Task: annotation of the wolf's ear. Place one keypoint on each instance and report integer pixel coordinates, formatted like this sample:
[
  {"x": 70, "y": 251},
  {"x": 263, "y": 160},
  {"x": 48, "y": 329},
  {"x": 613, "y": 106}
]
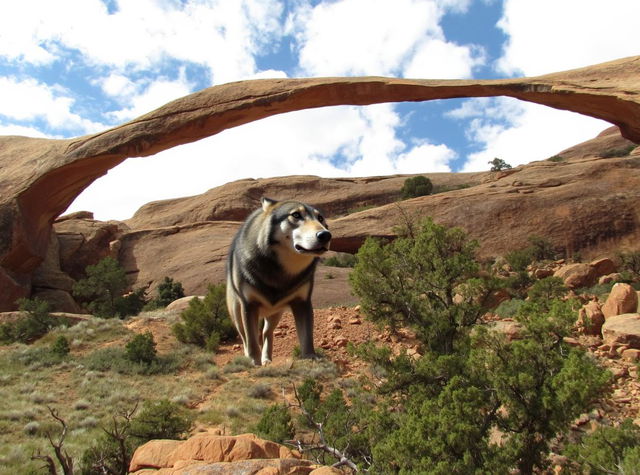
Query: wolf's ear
[{"x": 267, "y": 202}]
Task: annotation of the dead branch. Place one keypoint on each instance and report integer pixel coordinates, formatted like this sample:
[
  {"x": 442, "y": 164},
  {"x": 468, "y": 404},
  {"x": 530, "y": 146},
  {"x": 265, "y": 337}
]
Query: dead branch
[{"x": 323, "y": 446}]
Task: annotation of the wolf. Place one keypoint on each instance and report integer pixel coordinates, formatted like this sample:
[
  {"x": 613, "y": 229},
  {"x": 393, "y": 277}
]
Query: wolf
[{"x": 270, "y": 267}]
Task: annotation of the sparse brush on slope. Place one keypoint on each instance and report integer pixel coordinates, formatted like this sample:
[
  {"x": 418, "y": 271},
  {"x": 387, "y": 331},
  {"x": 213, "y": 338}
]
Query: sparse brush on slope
[{"x": 206, "y": 322}]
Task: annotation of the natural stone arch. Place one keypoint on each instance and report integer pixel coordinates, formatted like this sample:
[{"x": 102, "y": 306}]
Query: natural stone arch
[{"x": 41, "y": 177}]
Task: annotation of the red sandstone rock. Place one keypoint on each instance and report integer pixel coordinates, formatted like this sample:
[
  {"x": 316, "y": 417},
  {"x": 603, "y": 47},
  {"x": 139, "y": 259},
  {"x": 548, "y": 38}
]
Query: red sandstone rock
[
  {"x": 577, "y": 275},
  {"x": 622, "y": 299},
  {"x": 41, "y": 177},
  {"x": 622, "y": 330},
  {"x": 590, "y": 318}
]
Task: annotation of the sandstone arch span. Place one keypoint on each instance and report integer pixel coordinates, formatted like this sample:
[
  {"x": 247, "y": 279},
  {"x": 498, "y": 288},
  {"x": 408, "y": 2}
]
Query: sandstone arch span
[{"x": 39, "y": 178}]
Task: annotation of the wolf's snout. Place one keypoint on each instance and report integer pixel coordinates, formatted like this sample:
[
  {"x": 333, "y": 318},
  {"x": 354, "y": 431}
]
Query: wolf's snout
[{"x": 323, "y": 236}]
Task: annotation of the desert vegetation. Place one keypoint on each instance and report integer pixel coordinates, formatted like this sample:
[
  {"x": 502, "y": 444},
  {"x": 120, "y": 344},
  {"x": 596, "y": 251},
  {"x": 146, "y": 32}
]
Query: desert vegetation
[{"x": 463, "y": 396}]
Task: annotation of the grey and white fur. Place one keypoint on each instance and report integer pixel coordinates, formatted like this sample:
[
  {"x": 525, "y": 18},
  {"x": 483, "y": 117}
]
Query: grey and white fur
[{"x": 270, "y": 268}]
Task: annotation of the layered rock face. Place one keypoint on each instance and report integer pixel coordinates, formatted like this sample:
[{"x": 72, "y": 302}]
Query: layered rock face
[{"x": 41, "y": 177}]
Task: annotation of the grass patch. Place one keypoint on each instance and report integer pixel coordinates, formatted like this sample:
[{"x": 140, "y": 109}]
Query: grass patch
[{"x": 115, "y": 359}]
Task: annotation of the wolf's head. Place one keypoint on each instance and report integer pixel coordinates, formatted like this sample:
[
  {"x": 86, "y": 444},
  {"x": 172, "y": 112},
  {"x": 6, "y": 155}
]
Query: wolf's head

» YOUR GOAL: Retype only the lines running from the line with "Task: annotation of the wolf's snout." to the end of the listing, including both of those lines.

» RESULT OF THIS EXERCISE:
Task: annotation of the wolf's snout. Place one keypoint on each instance and report integer pixel coordinates, formatted like this sample:
[
  {"x": 333, "y": 318},
  {"x": 354, "y": 431}
]
Query: wolf's snout
[{"x": 323, "y": 236}]
Task: annotation of the desert vegetation. Place one keypoint on each instance and report integer pixel coordinates, formatted like this sample:
[
  {"x": 502, "y": 444},
  {"x": 120, "y": 344},
  {"x": 596, "y": 251},
  {"x": 146, "y": 32}
]
Query: desert vegetation
[{"x": 463, "y": 396}]
Task: annotation of the grey and white fur. Place one keypoint on each instance and report integer pixel coordinates, formatted like this sample:
[
  {"x": 525, "y": 18},
  {"x": 483, "y": 117}
]
Query: grey and white fur
[{"x": 270, "y": 268}]
Task: annotation of the layered rock face. Place one keypoint on each instance and report integer pixel coordinates, formatted like this sample:
[{"x": 72, "y": 302}]
Query: layered rock face
[{"x": 41, "y": 177}]
Task: annotation of the grass patch. Place one keypoint on each instance and report integer pixel coordinates, formatted like this sample:
[{"x": 140, "y": 109}]
Query: grass patch
[{"x": 115, "y": 359}]
Task: annotation of the wolf's head. Place one keypoint on each instance and report integer pixel coordinates, formatted like this sample:
[
  {"x": 86, "y": 444},
  {"x": 172, "y": 112},
  {"x": 6, "y": 155}
]
Query: wolf's head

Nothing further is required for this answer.